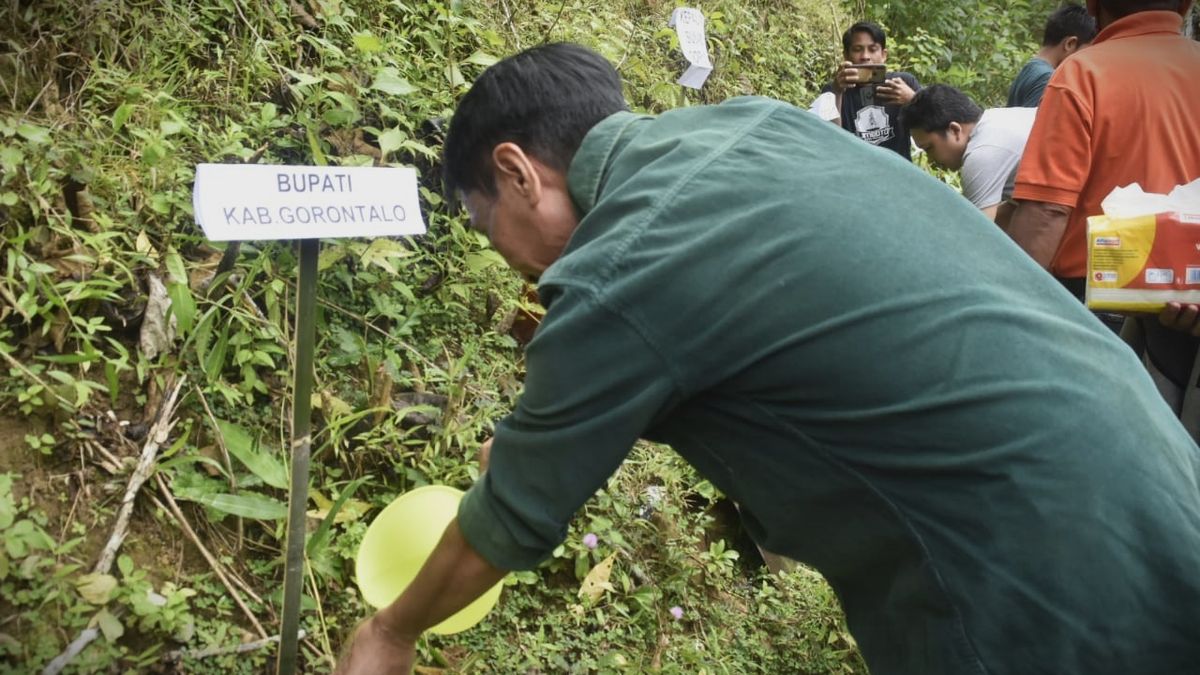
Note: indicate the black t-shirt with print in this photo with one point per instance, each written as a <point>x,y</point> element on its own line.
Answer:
<point>876,123</point>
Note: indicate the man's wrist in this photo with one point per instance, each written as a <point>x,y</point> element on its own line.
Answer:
<point>394,627</point>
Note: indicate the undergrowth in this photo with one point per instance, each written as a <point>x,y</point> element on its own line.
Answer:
<point>109,297</point>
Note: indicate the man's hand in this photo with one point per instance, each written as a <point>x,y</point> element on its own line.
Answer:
<point>1181,317</point>
<point>375,650</point>
<point>894,90</point>
<point>845,78</point>
<point>485,454</point>
<point>1038,227</point>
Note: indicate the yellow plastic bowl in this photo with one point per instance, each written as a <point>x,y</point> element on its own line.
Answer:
<point>397,544</point>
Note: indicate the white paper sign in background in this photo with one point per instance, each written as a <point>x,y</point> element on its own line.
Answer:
<point>689,24</point>
<point>251,202</point>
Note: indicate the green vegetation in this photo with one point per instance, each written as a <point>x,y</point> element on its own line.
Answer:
<point>109,297</point>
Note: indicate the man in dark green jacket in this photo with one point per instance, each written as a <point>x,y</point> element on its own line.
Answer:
<point>889,388</point>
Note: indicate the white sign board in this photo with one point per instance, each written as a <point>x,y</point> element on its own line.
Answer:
<point>252,202</point>
<point>689,24</point>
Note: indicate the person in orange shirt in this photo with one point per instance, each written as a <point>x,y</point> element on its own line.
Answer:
<point>1126,109</point>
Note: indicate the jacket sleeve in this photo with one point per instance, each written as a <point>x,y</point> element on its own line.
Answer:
<point>593,386</point>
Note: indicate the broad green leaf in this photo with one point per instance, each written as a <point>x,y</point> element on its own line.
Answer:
<point>481,59</point>
<point>11,157</point>
<point>389,82</point>
<point>484,260</point>
<point>171,126</point>
<point>303,79</point>
<point>121,115</point>
<point>390,141</point>
<point>321,537</point>
<point>382,251</point>
<point>96,589</point>
<point>109,625</point>
<point>183,305</point>
<point>245,505</point>
<point>175,268</point>
<point>367,43</point>
<point>331,255</point>
<point>34,133</point>
<point>318,155</point>
<point>259,460</point>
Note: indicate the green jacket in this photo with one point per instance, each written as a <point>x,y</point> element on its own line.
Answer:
<point>891,389</point>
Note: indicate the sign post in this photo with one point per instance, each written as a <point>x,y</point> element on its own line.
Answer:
<point>252,202</point>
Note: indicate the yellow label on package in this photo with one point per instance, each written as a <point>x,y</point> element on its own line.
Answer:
<point>1140,263</point>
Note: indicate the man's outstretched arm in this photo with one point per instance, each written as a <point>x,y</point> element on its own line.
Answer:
<point>451,578</point>
<point>1038,227</point>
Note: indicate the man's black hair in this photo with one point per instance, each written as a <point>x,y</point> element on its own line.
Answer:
<point>545,100</point>
<point>936,106</point>
<point>1069,21</point>
<point>1120,9</point>
<point>873,28</point>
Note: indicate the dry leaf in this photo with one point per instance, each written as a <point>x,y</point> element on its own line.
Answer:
<point>157,333</point>
<point>96,587</point>
<point>597,581</point>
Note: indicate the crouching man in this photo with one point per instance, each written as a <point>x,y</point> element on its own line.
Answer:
<point>898,396</point>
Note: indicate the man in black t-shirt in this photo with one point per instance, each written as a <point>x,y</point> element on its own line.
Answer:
<point>871,111</point>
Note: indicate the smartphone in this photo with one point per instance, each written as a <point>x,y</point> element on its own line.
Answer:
<point>871,73</point>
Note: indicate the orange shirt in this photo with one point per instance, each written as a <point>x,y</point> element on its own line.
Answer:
<point>1126,109</point>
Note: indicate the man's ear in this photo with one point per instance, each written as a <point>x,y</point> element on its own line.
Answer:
<point>515,171</point>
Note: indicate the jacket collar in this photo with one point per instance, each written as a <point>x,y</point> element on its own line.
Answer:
<point>586,175</point>
<point>1143,23</point>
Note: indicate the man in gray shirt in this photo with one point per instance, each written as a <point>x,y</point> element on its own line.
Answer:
<point>984,145</point>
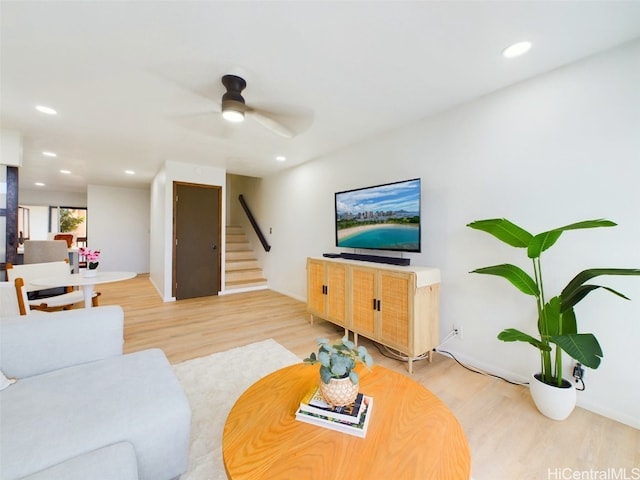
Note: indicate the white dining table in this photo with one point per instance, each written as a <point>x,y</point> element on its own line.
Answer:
<point>84,281</point>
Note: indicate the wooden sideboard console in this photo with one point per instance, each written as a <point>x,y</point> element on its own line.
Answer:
<point>396,306</point>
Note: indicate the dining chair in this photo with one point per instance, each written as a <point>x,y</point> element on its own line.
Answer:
<point>40,251</point>
<point>29,272</point>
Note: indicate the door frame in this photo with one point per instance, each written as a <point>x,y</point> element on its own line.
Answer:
<point>174,262</point>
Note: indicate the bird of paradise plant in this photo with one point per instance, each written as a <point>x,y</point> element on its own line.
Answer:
<point>557,325</point>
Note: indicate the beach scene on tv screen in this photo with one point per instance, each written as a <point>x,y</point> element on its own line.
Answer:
<point>385,217</point>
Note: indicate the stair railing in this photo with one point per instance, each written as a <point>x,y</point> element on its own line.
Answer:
<point>254,224</point>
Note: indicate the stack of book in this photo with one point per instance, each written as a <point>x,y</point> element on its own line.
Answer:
<point>352,419</point>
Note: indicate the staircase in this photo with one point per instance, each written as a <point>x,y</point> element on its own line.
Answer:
<point>242,272</point>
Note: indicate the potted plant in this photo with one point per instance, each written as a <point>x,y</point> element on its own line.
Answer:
<point>93,260</point>
<point>338,378</point>
<point>557,326</point>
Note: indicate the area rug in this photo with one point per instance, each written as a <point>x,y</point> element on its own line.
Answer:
<point>212,385</point>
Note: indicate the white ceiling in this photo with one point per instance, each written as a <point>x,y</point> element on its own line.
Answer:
<point>138,83</point>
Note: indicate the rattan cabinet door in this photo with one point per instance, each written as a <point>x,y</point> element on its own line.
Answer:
<point>336,293</point>
<point>315,287</point>
<point>395,291</point>
<point>363,301</point>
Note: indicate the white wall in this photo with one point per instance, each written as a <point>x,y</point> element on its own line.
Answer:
<point>560,148</point>
<point>161,248</point>
<point>119,227</point>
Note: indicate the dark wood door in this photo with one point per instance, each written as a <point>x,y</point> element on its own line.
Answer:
<point>196,240</point>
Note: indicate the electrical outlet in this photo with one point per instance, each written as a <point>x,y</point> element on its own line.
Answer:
<point>458,330</point>
<point>578,371</point>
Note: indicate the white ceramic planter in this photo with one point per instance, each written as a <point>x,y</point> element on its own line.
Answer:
<point>553,402</point>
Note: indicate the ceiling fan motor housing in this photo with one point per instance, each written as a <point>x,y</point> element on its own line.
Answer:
<point>232,99</point>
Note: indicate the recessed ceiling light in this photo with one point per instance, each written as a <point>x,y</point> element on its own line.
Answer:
<point>517,49</point>
<point>45,109</point>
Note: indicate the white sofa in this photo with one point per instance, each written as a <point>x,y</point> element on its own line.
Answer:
<point>80,409</point>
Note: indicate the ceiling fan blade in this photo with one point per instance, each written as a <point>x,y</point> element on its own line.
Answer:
<point>286,121</point>
<point>270,123</point>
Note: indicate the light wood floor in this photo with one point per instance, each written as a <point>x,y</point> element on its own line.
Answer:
<point>509,439</point>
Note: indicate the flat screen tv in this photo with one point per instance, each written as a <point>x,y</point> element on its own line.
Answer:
<point>380,217</point>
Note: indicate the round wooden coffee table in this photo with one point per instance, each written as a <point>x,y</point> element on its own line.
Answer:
<point>411,434</point>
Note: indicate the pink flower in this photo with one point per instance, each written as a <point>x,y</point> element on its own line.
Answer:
<point>92,256</point>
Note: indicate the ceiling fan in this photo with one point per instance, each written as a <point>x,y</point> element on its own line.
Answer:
<point>234,109</point>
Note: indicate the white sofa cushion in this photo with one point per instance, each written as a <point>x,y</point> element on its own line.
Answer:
<point>50,418</point>
<point>114,462</point>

DESCRIPTION OF THE TASK: Rewrite the lines from the one with "Note: indicate the man in gray" to the one with "<point>84,281</point>", changing "in this photo" to "in this image" and leaving everything else as it is. Omit the pictures from your answer.

EXPECTED OUTPUT:
Note: indicate the man in gray shirt in this image with one point per instance, each written as a <point>x,y</point> element on its own line.
Answer:
<point>984,145</point>
Note: indicate the white dining table in this image with one point per instance, each written as a <point>x,y</point> element on its own line.
Answer:
<point>84,281</point>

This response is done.